=== SUPPLIED ENTRIES ===
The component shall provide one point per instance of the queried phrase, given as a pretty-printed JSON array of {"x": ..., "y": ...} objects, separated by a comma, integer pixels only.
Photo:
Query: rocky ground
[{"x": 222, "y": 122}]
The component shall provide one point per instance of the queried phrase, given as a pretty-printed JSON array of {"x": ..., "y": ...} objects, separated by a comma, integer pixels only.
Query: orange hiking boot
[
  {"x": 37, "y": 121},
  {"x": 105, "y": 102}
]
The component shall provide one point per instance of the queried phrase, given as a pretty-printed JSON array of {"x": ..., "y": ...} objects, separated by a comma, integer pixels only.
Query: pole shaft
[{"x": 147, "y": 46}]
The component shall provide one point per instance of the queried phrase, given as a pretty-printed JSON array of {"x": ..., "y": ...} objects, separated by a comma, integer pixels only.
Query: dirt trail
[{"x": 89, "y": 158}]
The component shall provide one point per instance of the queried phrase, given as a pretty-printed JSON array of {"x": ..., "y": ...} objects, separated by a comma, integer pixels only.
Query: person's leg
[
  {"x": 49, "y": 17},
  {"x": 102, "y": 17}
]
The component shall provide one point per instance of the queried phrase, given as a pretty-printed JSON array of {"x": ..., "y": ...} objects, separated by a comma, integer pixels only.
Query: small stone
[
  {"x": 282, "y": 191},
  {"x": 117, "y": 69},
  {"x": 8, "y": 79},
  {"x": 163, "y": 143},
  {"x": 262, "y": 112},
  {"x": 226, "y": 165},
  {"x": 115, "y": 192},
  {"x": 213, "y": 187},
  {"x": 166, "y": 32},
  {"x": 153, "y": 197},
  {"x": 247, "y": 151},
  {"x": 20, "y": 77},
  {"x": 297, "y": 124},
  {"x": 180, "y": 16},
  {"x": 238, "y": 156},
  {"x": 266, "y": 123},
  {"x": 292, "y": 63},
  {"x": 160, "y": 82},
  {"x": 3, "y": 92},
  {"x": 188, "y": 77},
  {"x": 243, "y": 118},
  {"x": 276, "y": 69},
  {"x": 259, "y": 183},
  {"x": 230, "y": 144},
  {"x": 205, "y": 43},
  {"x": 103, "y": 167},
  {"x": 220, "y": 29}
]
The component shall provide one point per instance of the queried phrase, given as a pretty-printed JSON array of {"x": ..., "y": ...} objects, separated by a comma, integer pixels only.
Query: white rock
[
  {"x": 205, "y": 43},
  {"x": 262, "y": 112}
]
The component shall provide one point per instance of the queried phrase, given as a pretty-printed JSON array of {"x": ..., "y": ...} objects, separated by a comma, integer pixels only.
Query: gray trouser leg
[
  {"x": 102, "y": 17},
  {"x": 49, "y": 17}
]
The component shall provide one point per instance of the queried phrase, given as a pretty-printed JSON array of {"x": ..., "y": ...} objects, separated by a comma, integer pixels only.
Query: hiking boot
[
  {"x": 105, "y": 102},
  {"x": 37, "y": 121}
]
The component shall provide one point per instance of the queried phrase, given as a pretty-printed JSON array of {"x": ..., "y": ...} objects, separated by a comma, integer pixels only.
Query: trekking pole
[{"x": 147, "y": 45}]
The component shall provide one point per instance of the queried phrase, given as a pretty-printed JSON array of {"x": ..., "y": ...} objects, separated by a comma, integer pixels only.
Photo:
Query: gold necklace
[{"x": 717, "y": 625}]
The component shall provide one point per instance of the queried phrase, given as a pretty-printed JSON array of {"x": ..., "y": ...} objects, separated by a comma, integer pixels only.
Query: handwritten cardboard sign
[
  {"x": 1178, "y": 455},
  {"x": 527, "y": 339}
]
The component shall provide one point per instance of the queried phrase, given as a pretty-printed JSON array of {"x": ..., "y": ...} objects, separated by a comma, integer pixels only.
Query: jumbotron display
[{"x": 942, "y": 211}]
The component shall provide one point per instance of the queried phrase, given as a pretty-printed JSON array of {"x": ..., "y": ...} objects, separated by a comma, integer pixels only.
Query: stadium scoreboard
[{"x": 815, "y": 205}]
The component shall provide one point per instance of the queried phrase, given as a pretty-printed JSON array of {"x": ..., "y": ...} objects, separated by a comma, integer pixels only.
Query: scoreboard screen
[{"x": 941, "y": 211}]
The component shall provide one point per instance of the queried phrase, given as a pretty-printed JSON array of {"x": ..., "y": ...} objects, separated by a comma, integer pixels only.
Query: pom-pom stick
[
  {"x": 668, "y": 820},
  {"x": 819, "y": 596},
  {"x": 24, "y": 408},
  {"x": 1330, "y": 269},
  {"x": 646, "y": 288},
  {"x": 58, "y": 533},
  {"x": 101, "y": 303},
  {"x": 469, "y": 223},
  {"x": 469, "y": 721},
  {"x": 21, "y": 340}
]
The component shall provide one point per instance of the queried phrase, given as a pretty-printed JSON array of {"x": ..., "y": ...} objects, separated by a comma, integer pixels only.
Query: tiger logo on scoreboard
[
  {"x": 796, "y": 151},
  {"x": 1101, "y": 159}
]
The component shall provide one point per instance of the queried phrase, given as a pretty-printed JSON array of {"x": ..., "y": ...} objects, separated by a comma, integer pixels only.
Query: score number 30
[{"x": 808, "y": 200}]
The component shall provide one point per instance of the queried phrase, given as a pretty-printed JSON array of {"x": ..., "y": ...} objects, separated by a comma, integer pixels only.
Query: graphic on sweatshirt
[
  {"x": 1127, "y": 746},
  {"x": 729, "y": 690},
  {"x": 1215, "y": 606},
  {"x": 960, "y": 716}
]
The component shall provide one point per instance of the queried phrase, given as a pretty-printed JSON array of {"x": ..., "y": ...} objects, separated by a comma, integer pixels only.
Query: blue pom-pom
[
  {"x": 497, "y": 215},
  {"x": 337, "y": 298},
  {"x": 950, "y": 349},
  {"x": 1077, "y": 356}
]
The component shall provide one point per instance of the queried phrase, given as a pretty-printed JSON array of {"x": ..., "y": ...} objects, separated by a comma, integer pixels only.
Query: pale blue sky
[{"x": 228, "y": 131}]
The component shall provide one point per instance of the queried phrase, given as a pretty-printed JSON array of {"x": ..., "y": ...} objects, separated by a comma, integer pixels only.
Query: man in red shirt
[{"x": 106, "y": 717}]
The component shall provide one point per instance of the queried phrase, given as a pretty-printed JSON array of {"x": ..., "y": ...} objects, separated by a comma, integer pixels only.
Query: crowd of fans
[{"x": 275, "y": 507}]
===
§ **WHAT IS EXPECTED**: Make an exact copy of all the data.

§ **OUTPUT**:
The component shall provide one point per instance of the queried phrase, given as a pretty-printed JSON array of {"x": ..., "y": ...} objects, separated by a comma, integer pixels only.
Photo:
Query: rocky ground
[{"x": 222, "y": 122}]
The component shall provide one point per instance of the queried phrase, given as a pretty-printed JSON array of {"x": ..., "y": ...} objects, separated by a comma, integer pixels only.
Query: orange hiking boot
[
  {"x": 37, "y": 121},
  {"x": 105, "y": 102}
]
The component shall provide one point per instance of the queried phrase, given as a pretty-printed JSON array of {"x": ..., "y": ...} objects, separated by a comma, integer pixels only.
Query: pole shaft
[{"x": 147, "y": 46}]
The component shall provide one point per instance of the queried phrase, given as a pretty-printed JSON array of {"x": ..., "y": ...} objects, separated by a comma, integer pixels only.
Query: dirt trail
[{"x": 89, "y": 158}]
The component shall provide one point per instance of the queried phrase, given as a pretty-printed JSON array of {"x": ..., "y": ...} objects, separated by a comma, integer pixels only.
Query: person's leg
[
  {"x": 49, "y": 17},
  {"x": 102, "y": 17}
]
The component shall provide one point per instance of the queried phrase, given as a pretty-printed JSON array of {"x": ..., "y": ...} objects, separated by a comma, integer pixels only.
Query: small stone
[
  {"x": 282, "y": 191},
  {"x": 117, "y": 69},
  {"x": 8, "y": 79},
  {"x": 163, "y": 143},
  {"x": 262, "y": 112},
  {"x": 226, "y": 165},
  {"x": 115, "y": 192},
  {"x": 213, "y": 187},
  {"x": 166, "y": 32},
  {"x": 153, "y": 197},
  {"x": 247, "y": 151},
  {"x": 20, "y": 77},
  {"x": 297, "y": 124},
  {"x": 180, "y": 16},
  {"x": 238, "y": 156},
  {"x": 266, "y": 123},
  {"x": 292, "y": 63},
  {"x": 160, "y": 82},
  {"x": 3, "y": 92},
  {"x": 188, "y": 77},
  {"x": 243, "y": 118},
  {"x": 276, "y": 69},
  {"x": 259, "y": 183},
  {"x": 230, "y": 144},
  {"x": 205, "y": 43},
  {"x": 103, "y": 167},
  {"x": 220, "y": 29}
]
The component shall provide one point per instance of the queried phrase, given as a pretty-printed JSON array of {"x": ..., "y": ...} objects, separated by a comma, integer pixels only.
Query: white rock
[
  {"x": 205, "y": 43},
  {"x": 262, "y": 112}
]
The component shall provide one point per instance of the queried phrase, given as a pretty-printed JSON array of {"x": ..., "y": ...} objects, separated by a comma, integer pixels only.
Query: gray trouser leg
[
  {"x": 102, "y": 17},
  {"x": 49, "y": 17}
]
The component shall provide one point per instance of the queried phrase, given as a pretty-printed JSON array of {"x": ..., "y": ...} objects, separated by a comma, integer pixels only.
Query: hiking boot
[
  {"x": 105, "y": 102},
  {"x": 37, "y": 121}
]
The component shall provide one point per instance of the queried phrase, given as a pretty-printed JSON array of {"x": ..., "y": ...} objects, separated by a comma, integer pixels only.
Query: trekking pole
[{"x": 147, "y": 45}]
The component shall provide one point per instance of the queried phrase, given as a pretty-printed JSON array of {"x": ..., "y": ...} objects, separated by a comma, integer pixels only.
Photo:
Query: gold necklace
[{"x": 717, "y": 625}]
The component shall provide one point per instance of the queried phrase, given as a pretty-printed JSON array of {"x": ..., "y": ...} objects, separated by a comma, integer pixels only.
Query: handwritten cardboard sign
[
  {"x": 1178, "y": 455},
  {"x": 527, "y": 339}
]
The component shall provide one point per instance of the queried phrase, given as a pretty-printed JSON array of {"x": ..., "y": ...} objects, separated by a comma, integer pixels only.
Query: jumbotron display
[{"x": 942, "y": 211}]
The component shall provide one point per instance of the queried phrase, given as a pretty-printed JSON array of {"x": ..., "y": ...} objects, separated by a comma, integer pixels only.
Query: stadium scoreboard
[{"x": 815, "y": 205}]
The component shall provide one point per instance of the queried phrase, given as a pretty-printed JSON array of {"x": ..., "y": ...} objects, separated by a comma, integer pixels only.
Query: scoreboard screen
[{"x": 941, "y": 211}]
The component shall provide one point per instance of the queried phrase, given as a pretty-printed JSON array of {"x": ..., "y": ...} objects, separated by a comma, integer pixels only.
Query: pom-pom stick
[
  {"x": 668, "y": 820},
  {"x": 819, "y": 596},
  {"x": 24, "y": 408},
  {"x": 1330, "y": 269},
  {"x": 646, "y": 288},
  {"x": 58, "y": 533},
  {"x": 101, "y": 303},
  {"x": 469, "y": 223},
  {"x": 469, "y": 721},
  {"x": 21, "y": 340}
]
The component shall provide one point per instance of the queried phrase, given as a pretty-printed JSON array of {"x": ..., "y": ...} objects, separated by a comma, integer pixels only.
Query: tiger logo on scoreboard
[
  {"x": 796, "y": 151},
  {"x": 1101, "y": 159}
]
The component shall provide one point per instance of the queried phrase, given as a pretty-printed JSON array of {"x": ..., "y": ...} objects, separated by a comma, integer pixels only.
Query: score number 30
[{"x": 808, "y": 200}]
The component shall provide one point per instance of the queried phrase, given as a pretty-printed JSON array of {"x": ..., "y": ...} objects, separated by a comma, integer pixels only.
Query: graphic on sweatshirt
[
  {"x": 1127, "y": 746},
  {"x": 729, "y": 690},
  {"x": 1215, "y": 606},
  {"x": 960, "y": 716}
]
The component shall provide one point per instance of the queried phrase, given as a pretty-printed JSON array of {"x": ..., "y": ...} objects, separated by a comma, integer pixels only.
Query: blue pom-pom
[
  {"x": 497, "y": 215},
  {"x": 337, "y": 298},
  {"x": 950, "y": 349},
  {"x": 1077, "y": 356}
]
The component shall provide one point per instance of the queried phrase, given as a pretty-printed JSON array of {"x": ..., "y": ...} objects, separated by a comma, integer pixels only.
Query: pale blue sky
[{"x": 228, "y": 131}]
The component shall provide one point per instance of the queried phrase, given as a pretty-printed JSON array of {"x": ..., "y": ...} objects, separated by a comma, integer pixels only.
Query: man in red shirt
[{"x": 106, "y": 717}]
The component shall provide one point per instance of the queried phrase, given as a pretty-printed JSON array of {"x": ..., "y": ...} objects, separated by a comma, integer pixels only.
Query: crowd of fans
[{"x": 275, "y": 507}]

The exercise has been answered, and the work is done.